__Request__: Report only the number of lines in the data below that contain the string "instance".

__Dataset entries__:
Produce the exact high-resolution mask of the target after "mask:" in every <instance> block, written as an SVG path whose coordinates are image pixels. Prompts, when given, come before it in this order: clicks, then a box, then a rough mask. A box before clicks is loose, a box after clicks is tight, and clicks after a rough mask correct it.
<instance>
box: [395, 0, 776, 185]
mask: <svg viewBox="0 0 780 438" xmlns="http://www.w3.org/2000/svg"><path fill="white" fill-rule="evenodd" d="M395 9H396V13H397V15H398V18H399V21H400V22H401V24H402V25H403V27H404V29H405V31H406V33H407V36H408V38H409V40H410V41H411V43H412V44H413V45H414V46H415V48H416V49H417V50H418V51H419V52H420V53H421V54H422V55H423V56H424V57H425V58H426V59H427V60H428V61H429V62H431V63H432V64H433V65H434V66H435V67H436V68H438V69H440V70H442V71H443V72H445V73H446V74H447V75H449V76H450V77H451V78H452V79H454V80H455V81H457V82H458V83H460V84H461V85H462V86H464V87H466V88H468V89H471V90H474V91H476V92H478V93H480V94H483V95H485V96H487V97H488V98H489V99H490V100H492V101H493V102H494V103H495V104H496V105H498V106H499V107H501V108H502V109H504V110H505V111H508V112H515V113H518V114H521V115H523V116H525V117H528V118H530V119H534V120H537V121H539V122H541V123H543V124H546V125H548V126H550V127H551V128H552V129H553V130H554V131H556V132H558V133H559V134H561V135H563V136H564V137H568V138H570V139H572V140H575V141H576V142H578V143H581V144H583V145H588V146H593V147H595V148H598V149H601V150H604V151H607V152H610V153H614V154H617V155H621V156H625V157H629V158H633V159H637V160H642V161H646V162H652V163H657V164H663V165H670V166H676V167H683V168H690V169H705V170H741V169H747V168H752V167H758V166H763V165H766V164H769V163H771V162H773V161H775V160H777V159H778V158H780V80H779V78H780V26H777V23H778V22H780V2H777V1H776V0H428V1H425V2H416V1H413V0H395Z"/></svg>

==

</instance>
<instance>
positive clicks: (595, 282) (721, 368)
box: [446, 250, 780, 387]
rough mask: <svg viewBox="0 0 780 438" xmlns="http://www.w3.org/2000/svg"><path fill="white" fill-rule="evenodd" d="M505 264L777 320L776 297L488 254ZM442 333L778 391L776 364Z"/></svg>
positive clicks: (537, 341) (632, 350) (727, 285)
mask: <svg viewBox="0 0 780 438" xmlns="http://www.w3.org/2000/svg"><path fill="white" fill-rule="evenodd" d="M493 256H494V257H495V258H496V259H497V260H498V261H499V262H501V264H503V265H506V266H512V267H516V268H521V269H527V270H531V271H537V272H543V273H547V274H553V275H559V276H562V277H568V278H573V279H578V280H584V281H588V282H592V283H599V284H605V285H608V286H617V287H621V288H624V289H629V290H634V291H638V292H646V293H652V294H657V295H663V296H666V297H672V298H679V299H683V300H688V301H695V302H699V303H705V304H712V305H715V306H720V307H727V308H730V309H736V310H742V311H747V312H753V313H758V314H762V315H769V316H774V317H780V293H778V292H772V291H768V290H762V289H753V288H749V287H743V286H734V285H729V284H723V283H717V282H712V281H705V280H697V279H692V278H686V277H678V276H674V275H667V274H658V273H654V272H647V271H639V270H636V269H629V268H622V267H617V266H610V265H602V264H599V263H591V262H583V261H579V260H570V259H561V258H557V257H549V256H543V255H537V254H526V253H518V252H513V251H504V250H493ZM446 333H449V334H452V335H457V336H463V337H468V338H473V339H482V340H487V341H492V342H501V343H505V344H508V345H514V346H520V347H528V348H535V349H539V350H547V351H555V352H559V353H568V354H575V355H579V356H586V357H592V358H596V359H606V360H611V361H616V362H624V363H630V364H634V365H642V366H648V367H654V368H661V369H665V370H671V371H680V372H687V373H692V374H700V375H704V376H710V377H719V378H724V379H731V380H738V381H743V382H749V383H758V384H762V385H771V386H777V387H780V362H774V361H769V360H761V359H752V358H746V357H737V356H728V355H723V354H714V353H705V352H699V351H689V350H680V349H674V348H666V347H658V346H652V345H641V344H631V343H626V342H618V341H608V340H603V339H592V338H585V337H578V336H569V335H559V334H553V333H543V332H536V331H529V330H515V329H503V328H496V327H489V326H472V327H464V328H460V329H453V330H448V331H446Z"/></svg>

__Your response__: 4